### Problem requirements
Write the next part of the forum reply about using GRUB and rEFIt together as boot loaders, beginning after its final sentence.

### Document extract

########################################

Don't be so impatient; give replies more than 4.5 hours!

 

The short and general answer is that you can't replace GRUB with rEFIt, or vice-versa; you need both of them, because GRUB can't boot OSx86 without help, and rEFIt can't (AFAIK) boot Linux without help.

 

That said, you can choose which one you want to boot first (to be your primary boot loader), and which one will boot second. You need to install the primary boot loader file for the one you want to be primary in the MBR of your boot disk. How you do this depends on the boot loader. For GRUB, you'd type "grub-install /dev/sda" (or something similar; the device filename might be different). I'm not familiar with rEFIt, so I'm not sure precisely what you'd do with it. With some OSx86 boot loaders, you'd copy a file, or part of it, using dd, as in "dd if=boot0 of=/dev/disk0 bs=440 count=1". Many OSx86 boot loaders include a GUI installer that will do this automatically.

########################################

### Extracted entries
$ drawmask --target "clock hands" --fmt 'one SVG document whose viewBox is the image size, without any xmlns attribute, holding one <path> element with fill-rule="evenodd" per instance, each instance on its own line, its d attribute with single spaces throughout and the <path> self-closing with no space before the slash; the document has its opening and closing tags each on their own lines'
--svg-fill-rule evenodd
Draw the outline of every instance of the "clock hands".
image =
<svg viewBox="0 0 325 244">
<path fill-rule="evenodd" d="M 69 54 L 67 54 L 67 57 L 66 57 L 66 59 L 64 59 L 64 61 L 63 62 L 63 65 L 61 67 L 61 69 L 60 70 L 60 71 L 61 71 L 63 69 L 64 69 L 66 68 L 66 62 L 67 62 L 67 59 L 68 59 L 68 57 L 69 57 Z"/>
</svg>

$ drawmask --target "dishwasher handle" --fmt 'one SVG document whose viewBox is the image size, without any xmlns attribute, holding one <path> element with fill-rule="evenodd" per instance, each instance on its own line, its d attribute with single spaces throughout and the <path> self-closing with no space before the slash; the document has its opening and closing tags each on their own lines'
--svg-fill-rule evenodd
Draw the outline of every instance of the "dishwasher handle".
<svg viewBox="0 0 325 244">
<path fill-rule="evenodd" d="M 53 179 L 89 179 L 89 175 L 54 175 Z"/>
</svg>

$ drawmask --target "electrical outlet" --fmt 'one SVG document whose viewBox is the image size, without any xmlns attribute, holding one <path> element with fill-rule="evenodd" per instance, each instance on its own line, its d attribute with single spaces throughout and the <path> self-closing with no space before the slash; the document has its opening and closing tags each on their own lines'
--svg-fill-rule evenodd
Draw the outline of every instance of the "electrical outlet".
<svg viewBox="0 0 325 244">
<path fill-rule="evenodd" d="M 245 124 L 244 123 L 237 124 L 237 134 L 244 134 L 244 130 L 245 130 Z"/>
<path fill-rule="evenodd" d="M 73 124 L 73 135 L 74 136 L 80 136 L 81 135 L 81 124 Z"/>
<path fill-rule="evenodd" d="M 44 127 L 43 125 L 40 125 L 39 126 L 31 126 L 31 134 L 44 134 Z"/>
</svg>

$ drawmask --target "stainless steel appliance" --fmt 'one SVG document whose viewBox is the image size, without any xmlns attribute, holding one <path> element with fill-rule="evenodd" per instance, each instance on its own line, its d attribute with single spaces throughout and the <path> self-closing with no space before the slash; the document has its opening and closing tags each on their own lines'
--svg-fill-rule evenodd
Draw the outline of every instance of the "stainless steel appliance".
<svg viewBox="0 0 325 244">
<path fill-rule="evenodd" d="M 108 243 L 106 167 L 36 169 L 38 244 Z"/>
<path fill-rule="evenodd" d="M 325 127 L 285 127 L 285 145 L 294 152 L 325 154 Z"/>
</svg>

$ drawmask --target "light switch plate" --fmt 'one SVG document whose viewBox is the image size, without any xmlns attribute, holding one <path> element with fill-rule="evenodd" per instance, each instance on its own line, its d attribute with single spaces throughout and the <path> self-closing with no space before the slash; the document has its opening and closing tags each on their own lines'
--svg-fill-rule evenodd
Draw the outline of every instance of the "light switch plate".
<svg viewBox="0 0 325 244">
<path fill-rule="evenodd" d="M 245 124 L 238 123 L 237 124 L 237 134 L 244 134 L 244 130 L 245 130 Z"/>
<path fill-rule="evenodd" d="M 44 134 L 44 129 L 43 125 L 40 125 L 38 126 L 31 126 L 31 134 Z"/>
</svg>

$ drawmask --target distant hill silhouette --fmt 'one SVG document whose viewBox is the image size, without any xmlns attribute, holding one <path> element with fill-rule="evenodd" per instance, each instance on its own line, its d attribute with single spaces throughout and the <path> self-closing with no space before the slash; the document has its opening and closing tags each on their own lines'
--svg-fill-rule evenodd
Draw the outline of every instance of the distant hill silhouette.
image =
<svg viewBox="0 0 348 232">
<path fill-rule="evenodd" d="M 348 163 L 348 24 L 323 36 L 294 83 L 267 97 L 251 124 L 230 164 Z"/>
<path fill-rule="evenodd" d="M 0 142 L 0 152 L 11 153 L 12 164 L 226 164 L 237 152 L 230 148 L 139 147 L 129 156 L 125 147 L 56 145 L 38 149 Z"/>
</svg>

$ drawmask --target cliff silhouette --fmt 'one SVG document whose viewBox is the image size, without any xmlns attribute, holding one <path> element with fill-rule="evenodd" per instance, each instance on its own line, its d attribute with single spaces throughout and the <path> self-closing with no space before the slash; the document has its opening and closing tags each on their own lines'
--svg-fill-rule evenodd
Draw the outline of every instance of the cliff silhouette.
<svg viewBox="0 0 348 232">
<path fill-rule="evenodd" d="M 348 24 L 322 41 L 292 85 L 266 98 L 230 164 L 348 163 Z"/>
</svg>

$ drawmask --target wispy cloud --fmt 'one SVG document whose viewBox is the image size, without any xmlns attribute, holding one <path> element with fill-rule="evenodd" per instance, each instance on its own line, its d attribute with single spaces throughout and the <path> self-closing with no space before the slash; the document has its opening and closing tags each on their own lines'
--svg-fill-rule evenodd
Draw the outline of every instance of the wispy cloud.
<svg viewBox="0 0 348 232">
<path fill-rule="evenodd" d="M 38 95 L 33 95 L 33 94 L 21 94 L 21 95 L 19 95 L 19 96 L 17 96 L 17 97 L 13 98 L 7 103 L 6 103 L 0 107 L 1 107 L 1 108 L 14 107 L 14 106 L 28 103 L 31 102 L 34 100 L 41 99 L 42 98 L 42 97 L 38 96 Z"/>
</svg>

########################################

### Task response
 

If rEFIt is to be your primary boot loader, you must install GRUB as a secondary boot loader in your Linux boot partition. You do this by using grub-install, just as when you put it in the MBR, but you pass it your Linux boot partition, as in "grub-install /dev/sda5" (the device filename will almost certainly be different in this case). Do this before you install rEFIt as the primary boot loader, or else you'll need to do it from a Linux emergency disk, which is a minor hassle.